**Task set**.
A: Reproduce the passage of the Internet Archive court ruling article from "The NEL was" up to and including "filed the lawsuit.".
B: According to the Internet Archive court ruling article, when did the Internet Archive launch the National Emergency Library?
C: Extend the Internet Archive court ruling article beyond its final sentence.

--- Text section ---

The Internet Archive has lost a major legal battle — in a decision that could have significant impact on the future of internet history.
Today, the US Court of Appeals for the Second Circuit ruled against that long-running digital archive, upholding an earlier ruling in Hatchette v. Internet Archive that found that one of the Internet Archive’s book digitization projects violated copyright law, Wired reported.
Notably, the appeals court’s ruling rejects the Internet Archives’s argument that its lending practices were shielded by the fair use doctrine, which permits for copyright infringement in certain circumstances, calling it “unpersuasive.”
In March 2020, the Internet Archive, a San Francisco-based nonprofit, launched a program called the National Emergency Library, or NEL. Library closures caused by the pandemic had left students, researchers, and readers unable to access millions of books, and the Internet Archive has said it was responding to calls from regular people and other librarians to help those at home get access to the books they needed.
The NEL was the subject of backlash soon after its launch, which some authors arguing it was tantamount to piracy. In response, the Internet Archive wishing two months scuttled its emergency approach and reinstated the lending caps. But the damage was done. In June 2020, major publishing houses, including Hachette, HarperCollins, Penguin Random House, and Wiley filed the lawsuit.
Reuters reported a U.S. appeals court sided with four major book publishers that accused the nonprofit Internet Archive of illegally scanning copyrighted works and lending them to the public online for free and without permission.
The 2nd U.S. Court of Appeals in Manhattan agreed with Hatchette Book Group, HarperCollins, John Wiley & Sons, and Penguin Random House that the archive’s “large scale” copying and distribution of entire books did not amount to “fair use.”
Publishers accused the nonprofit of infringing copyrights in 127 books from authors like Malcolm Gladwell, C.S. Lewis, Toni Morrison, J.D. Salinger, and Elie Wiesel, by making the books freely available through its Free Digital Library.

--- Entries supplied ---

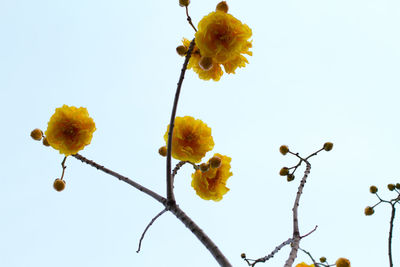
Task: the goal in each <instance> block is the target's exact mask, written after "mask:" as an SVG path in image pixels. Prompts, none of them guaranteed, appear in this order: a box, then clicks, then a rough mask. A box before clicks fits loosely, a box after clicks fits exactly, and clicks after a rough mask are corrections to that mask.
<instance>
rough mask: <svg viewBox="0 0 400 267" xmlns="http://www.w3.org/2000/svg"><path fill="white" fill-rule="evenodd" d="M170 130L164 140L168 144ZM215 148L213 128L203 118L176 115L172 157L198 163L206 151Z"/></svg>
mask: <svg viewBox="0 0 400 267" xmlns="http://www.w3.org/2000/svg"><path fill="white" fill-rule="evenodd" d="M168 132H169V125H168V127H167V131H166V132H165V135H164V140H165V142H166V144H168ZM213 148H214V140H213V138H212V136H211V128H210V127H208V126H207V124H205V123H204V122H202V121H201V120H196V119H195V118H193V117H190V116H185V117H176V118H175V126H174V131H173V134H172V150H171V154H172V157H174V158H175V159H178V160H181V161H190V162H192V163H198V162H200V161H201V159H202V158H203V157H204V156H205V155H206V153H207V152H208V151H210V150H212V149H213Z"/></svg>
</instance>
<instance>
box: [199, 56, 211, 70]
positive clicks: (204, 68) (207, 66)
mask: <svg viewBox="0 0 400 267" xmlns="http://www.w3.org/2000/svg"><path fill="white" fill-rule="evenodd" d="M199 66H200V68H201V69H202V70H205V71H207V70H210V69H211V68H212V58H210V57H202V58H201V59H200V61H199Z"/></svg>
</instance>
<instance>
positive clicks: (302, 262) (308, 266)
mask: <svg viewBox="0 0 400 267" xmlns="http://www.w3.org/2000/svg"><path fill="white" fill-rule="evenodd" d="M296 267H314V264H311V265H308V264H306V263H304V262H302V263H299V264H297V265H296Z"/></svg>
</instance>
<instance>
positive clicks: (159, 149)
mask: <svg viewBox="0 0 400 267" xmlns="http://www.w3.org/2000/svg"><path fill="white" fill-rule="evenodd" d="M158 153H159V154H160V155H161V156H163V157H166V156H167V147H166V146H162V147H160V148H159V149H158Z"/></svg>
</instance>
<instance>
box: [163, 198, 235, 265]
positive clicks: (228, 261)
mask: <svg viewBox="0 0 400 267" xmlns="http://www.w3.org/2000/svg"><path fill="white" fill-rule="evenodd" d="M169 211H171V212H172V213H173V214H174V215H175V216H176V218H178V219H179V220H180V221H181V222H182V223H183V224H184V225H185V226H186V227H187V228H189V230H190V231H191V232H192V233H193V234H194V235H195V236H196V237H197V238H198V239H199V240H200V242H201V243H203V245H204V246H205V247H206V248H207V249H208V250H209V251H210V253H211V254H212V255H213V256H214V258H215V260H216V261H217V262H218V263H219V265H220V266H222V267H231V266H232V265H231V264H230V263H229V261H228V259H227V258H226V257H225V256H224V254H222V252H221V251H220V250H219V248H218V247H217V245H215V244H214V242H213V241H212V240H211V239H210V238H209V237H208V236H207V235H206V234H205V233H204V232H203V230H202V229H201V228H200V227H199V226H198V225H197V224H196V223H195V222H194V221H193V220H192V219H191V218H190V217H189V216H188V215H186V213H184V212H183V211H182V210H181V209H180V208H179V206H178V205H176V204H175V205H173V206H171V207H170V209H169Z"/></svg>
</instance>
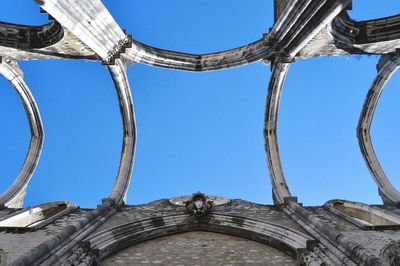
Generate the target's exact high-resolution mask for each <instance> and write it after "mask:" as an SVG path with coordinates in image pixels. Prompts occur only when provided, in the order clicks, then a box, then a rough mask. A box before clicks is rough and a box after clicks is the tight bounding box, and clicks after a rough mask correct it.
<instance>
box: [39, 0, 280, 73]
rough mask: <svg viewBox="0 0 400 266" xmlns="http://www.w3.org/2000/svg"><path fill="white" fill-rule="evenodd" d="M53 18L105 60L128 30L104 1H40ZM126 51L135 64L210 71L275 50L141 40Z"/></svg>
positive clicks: (238, 64) (272, 53)
mask: <svg viewBox="0 0 400 266" xmlns="http://www.w3.org/2000/svg"><path fill="white" fill-rule="evenodd" d="M36 2H38V4H39V5H40V6H41V7H42V8H43V9H44V10H46V12H48V13H49V14H50V15H51V16H52V17H54V18H55V19H57V21H59V22H60V23H61V25H63V27H65V28H67V29H68V30H69V31H71V32H72V33H73V34H74V35H75V36H77V37H78V39H80V40H81V41H82V42H84V43H85V44H86V45H87V46H88V47H90V48H91V49H92V50H93V51H94V52H96V54H97V55H99V56H100V57H101V58H102V59H103V60H104V59H107V58H108V57H110V56H111V57H112V56H113V55H115V52H116V50H118V49H119V48H118V46H119V45H120V42H121V41H122V40H124V39H125V38H126V35H125V33H124V32H123V31H122V29H121V28H120V27H119V25H118V24H117V23H116V22H115V20H114V19H113V18H112V16H111V14H110V13H109V12H108V10H107V9H106V8H105V6H104V5H103V3H102V2H101V1H100V0H91V1H79V0H69V1H65V0H36ZM124 49H125V48H124ZM124 52H125V53H124V54H123V58H124V60H127V61H130V62H131V63H144V64H148V65H153V66H159V67H165V68H173V69H180V70H188V71H209V70H217V69H224V68H229V67H234V66H239V65H244V64H248V63H251V62H254V61H257V60H262V59H264V58H269V57H270V56H271V55H272V54H273V51H272V50H271V49H270V48H269V47H268V46H267V45H266V42H265V41H264V39H260V40H258V41H256V42H254V43H250V44H248V45H245V46H242V47H239V48H236V49H232V50H228V51H224V52H219V53H212V54H204V55H195V54H186V53H178V52H172V51H167V50H162V49H158V48H154V47H151V46H148V45H145V44H142V43H140V42H138V41H133V43H132V47H131V48H127V49H126V51H124Z"/></svg>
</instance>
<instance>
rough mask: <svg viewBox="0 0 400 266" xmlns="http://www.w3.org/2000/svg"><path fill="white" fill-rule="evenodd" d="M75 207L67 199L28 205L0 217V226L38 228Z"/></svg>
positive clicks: (71, 209) (38, 228)
mask: <svg viewBox="0 0 400 266" xmlns="http://www.w3.org/2000/svg"><path fill="white" fill-rule="evenodd" d="M76 208H77V207H76V206H75V204H73V203H71V202H68V201H58V202H52V203H45V204H41V205H37V206H33V207H28V208H25V209H22V210H19V211H16V212H13V213H11V214H9V215H7V216H5V217H3V218H2V219H0V228H7V229H10V228H27V229H32V230H36V229H40V228H42V227H44V226H46V225H48V224H49V223H52V222H53V221H55V220H56V219H58V218H60V217H61V216H63V215H65V214H68V213H69V212H71V211H72V210H74V209H76Z"/></svg>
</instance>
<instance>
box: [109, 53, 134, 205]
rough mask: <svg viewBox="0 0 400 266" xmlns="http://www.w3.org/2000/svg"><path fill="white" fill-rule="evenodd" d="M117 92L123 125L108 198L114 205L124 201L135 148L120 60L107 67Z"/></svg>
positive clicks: (127, 95)
mask: <svg viewBox="0 0 400 266" xmlns="http://www.w3.org/2000/svg"><path fill="white" fill-rule="evenodd" d="M108 69H109V71H110V73H111V76H112V78H113V81H114V84H115V88H116V90H117V95H118V101H119V106H120V112H121V117H122V125H123V143H122V151H121V159H120V162H119V167H118V174H117V177H116V180H115V183H114V186H113V188H112V191H111V194H110V198H112V199H114V200H115V204H117V205H121V204H123V202H124V201H126V194H127V192H128V188H129V184H130V179H131V173H132V167H133V162H134V159H135V147H136V145H135V144H136V124H135V113H134V109H133V102H132V95H131V89H130V87H129V82H128V77H127V75H126V69H125V65H124V64H123V63H122V61H121V59H116V60H115V65H110V66H108Z"/></svg>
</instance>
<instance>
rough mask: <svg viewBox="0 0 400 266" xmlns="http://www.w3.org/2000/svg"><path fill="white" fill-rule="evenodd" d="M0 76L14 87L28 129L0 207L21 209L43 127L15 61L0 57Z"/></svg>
mask: <svg viewBox="0 0 400 266" xmlns="http://www.w3.org/2000/svg"><path fill="white" fill-rule="evenodd" d="M0 74H1V75H3V76H4V77H5V78H6V79H7V80H8V81H9V82H10V83H11V84H12V85H13V87H14V89H15V91H16V92H17V94H18V96H19V98H20V100H21V102H22V104H23V106H24V109H25V113H26V116H27V118H28V122H29V128H30V134H31V138H30V143H29V148H28V152H27V155H26V158H25V161H24V163H23V165H22V167H21V170H20V172H19V173H18V175H17V177H16V178H15V180H14V182H13V183H12V184H11V186H10V187H9V188H8V189H7V190H6V191H4V192H3V193H2V194H0V205H4V206H6V207H9V208H21V207H22V205H23V201H24V197H25V194H26V188H27V186H28V183H29V181H30V179H31V177H32V175H33V172H34V171H35V169H36V166H37V164H38V162H39V158H40V154H41V152H42V147H43V139H44V132H43V125H42V120H41V118H40V113H39V109H38V107H37V105H36V102H35V99H34V98H33V96H32V94H31V92H30V90H29V88H28V86H27V85H26V83H25V81H24V79H23V74H22V71H21V70H20V69H19V67H18V65H17V63H16V62H15V61H11V60H7V62H6V59H3V58H1V57H0Z"/></svg>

---

**Numbered answers**.
A:
The NEL was the subject of backlash soon after its launch, which some authors arguing it was tantamount to piracy. In response, the Internet Archive wishing two months scuttled its emergency approach and reinstated the lending caps. But the damage was done. In June 2020, major publishing houses, including Hachette, HarperCollins, Penguin Random House, and Wiley filed the lawsuit.

B: March 2020

C:
But in a 59-page decision on Wednesday, Circuit Court Judge Beth Robinson said the archive merely supplanted the original books rather than transform them into “something new.”
She said making books available for free harmed publishers and would “undoubtedly negatively impact the public,” by taking away the incentive for many consumers and libraries to pay for books and for many authors to produce new works.
Gizmodo reported: For years, the IA scanned physical copies of library books and allowed people to check out digital versions through its Open Library project. It did so on a one-to-one basis.
Meaning that checking out a digital copy would pull it from the “shelf” until someone returned it. In 2020, and the pandemic shut down libraries across the planet, it expanded its effort with the National Emergency Library program. Under the NEL, books were rented indefinitely.
The publishing world didn’t react well to the NEL and the IA shut down the program two months after it launched. Then the publishers, including Hatchette, HarperCollins, Penguin Random House, and Wiley sued. The court ruled in favor of the publishers in 2023 and the IA appealed.
In my opinion, this does not sound good for the Internet Archive. It is unclear to me why these huge publishers are so upset about the Internet Archive functioning like a regular library.